> [WHAT THE EXERCISE ASKS]
Check each line of the entries below for the word "desert", then state how many lines have it and nothing more.

** GIVEN DATA follows **

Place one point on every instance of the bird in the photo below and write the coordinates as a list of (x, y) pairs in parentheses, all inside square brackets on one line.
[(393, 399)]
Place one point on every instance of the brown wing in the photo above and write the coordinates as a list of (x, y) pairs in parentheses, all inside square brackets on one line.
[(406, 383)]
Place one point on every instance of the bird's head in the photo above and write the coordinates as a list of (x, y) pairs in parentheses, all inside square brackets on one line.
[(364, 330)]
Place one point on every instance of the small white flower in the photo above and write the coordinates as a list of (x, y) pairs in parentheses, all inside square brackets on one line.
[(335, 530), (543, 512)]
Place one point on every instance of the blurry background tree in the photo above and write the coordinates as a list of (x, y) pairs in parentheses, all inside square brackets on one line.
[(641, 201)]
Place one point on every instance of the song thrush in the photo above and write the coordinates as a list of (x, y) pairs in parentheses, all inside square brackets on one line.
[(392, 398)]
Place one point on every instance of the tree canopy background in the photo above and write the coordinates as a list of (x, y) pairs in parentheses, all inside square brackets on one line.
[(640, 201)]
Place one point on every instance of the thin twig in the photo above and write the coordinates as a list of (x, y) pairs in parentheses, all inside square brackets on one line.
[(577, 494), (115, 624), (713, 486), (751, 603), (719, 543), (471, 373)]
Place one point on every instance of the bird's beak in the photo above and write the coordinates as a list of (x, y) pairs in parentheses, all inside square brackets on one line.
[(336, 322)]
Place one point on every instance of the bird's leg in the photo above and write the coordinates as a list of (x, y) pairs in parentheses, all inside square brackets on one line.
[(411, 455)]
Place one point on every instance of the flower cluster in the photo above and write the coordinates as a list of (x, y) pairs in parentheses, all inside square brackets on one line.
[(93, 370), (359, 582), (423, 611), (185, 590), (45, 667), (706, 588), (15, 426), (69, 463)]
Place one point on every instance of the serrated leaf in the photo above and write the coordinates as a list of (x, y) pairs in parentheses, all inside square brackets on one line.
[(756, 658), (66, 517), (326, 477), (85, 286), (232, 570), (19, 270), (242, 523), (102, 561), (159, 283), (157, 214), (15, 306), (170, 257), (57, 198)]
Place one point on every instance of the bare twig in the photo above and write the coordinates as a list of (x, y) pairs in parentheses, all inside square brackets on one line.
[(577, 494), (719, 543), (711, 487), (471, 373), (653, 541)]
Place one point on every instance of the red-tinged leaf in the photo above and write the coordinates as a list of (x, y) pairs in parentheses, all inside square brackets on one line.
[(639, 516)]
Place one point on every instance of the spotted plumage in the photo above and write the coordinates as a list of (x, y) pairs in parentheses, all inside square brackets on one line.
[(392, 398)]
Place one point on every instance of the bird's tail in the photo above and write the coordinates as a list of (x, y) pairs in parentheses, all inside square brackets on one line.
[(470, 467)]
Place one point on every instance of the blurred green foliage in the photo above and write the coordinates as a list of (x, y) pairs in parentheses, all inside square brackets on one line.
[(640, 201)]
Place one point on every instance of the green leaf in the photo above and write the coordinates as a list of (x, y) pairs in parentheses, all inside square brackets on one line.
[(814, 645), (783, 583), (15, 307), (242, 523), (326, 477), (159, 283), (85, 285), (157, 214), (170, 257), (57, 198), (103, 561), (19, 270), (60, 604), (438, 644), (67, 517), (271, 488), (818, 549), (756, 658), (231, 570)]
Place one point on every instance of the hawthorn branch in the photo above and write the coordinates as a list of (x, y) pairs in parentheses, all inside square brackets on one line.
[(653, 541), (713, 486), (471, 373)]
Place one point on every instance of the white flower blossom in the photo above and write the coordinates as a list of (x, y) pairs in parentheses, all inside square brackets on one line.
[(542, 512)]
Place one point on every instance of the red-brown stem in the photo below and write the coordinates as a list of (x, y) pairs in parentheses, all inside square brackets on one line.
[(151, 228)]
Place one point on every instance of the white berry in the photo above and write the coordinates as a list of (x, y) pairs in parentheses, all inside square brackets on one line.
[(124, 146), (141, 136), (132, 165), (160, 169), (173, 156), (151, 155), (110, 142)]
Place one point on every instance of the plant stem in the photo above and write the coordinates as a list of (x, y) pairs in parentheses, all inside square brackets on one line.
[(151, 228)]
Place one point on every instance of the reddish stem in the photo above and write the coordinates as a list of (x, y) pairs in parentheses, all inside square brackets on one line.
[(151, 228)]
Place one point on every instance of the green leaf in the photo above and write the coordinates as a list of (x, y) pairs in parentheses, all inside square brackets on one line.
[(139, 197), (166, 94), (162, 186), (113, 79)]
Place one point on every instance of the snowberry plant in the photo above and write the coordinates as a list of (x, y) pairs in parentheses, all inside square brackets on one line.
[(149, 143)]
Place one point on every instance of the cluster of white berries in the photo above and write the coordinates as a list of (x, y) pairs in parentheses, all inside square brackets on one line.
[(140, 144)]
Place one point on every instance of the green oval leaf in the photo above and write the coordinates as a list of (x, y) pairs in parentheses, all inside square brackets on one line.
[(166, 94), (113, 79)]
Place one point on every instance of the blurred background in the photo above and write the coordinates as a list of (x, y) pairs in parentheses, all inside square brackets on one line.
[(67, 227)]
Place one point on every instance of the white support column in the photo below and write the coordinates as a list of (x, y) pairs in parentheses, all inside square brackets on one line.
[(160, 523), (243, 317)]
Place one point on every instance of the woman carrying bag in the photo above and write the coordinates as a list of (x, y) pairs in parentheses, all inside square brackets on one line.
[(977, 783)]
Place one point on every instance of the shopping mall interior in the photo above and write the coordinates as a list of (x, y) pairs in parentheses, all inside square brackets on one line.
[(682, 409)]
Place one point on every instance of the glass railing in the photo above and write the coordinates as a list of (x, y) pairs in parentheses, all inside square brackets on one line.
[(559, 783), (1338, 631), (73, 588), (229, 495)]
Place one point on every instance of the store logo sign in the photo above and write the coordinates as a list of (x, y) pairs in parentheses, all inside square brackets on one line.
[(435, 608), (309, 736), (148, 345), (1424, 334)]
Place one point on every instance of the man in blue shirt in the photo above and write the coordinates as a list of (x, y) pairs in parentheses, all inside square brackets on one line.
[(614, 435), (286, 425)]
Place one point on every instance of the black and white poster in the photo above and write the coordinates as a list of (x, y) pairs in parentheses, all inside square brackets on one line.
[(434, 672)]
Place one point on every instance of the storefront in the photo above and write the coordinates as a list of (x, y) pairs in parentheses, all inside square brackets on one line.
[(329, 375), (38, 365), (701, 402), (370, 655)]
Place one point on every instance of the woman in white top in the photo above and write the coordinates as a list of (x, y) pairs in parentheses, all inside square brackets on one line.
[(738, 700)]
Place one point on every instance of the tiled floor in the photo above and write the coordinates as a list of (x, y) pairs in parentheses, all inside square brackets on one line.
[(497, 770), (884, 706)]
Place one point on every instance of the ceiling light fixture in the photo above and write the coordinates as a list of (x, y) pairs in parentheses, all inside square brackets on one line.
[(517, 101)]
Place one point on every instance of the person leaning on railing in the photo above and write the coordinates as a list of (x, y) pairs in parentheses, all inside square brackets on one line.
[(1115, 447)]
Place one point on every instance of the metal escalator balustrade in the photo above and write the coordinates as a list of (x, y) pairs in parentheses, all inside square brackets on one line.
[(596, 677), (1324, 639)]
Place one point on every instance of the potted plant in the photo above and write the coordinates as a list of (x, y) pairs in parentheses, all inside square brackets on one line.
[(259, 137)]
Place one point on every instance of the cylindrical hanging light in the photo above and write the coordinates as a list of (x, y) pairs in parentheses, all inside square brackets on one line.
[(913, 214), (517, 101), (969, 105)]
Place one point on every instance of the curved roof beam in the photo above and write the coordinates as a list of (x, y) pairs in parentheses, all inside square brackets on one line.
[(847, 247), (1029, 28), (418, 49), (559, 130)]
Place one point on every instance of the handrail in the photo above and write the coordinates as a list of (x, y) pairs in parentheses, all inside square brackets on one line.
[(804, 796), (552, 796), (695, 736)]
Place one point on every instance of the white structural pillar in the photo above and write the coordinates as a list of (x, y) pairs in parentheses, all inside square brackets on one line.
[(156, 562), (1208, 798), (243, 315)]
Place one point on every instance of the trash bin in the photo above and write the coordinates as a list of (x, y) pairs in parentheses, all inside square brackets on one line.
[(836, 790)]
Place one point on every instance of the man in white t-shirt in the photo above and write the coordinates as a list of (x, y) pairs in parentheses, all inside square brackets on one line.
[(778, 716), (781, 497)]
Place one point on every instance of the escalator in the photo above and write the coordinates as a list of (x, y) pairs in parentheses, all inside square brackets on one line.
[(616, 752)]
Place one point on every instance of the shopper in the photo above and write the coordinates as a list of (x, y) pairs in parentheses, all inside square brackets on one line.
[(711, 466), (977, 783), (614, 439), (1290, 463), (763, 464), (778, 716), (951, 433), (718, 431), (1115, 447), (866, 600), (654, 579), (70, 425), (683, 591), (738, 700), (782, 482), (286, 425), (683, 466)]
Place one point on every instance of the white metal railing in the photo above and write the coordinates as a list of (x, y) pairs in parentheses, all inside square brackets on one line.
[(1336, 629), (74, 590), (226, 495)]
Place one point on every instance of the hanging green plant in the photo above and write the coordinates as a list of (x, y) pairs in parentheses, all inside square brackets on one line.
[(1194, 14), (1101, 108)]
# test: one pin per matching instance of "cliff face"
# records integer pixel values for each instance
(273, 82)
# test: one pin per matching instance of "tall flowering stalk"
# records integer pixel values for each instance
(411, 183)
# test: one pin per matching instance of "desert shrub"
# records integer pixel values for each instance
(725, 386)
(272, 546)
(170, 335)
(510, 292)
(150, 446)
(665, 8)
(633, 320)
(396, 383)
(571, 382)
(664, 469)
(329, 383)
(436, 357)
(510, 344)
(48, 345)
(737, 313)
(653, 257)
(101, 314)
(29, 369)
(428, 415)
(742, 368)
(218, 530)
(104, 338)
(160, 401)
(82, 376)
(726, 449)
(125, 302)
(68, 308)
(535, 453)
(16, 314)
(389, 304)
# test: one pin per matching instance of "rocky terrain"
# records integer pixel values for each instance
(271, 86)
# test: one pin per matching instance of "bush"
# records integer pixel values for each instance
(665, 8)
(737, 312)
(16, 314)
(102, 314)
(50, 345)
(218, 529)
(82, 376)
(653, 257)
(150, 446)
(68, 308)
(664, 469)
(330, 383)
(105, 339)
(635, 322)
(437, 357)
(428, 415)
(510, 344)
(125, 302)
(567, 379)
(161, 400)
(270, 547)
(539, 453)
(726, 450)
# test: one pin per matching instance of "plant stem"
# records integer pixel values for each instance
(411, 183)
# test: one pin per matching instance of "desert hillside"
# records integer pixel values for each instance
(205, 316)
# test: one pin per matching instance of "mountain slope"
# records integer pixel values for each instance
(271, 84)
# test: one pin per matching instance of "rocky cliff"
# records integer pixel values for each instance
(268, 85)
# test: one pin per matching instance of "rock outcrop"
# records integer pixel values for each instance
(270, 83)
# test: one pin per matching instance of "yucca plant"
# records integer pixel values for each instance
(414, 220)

** End of GIVEN DATA **

> [SOLUTION TO THIS PROBLEM]
2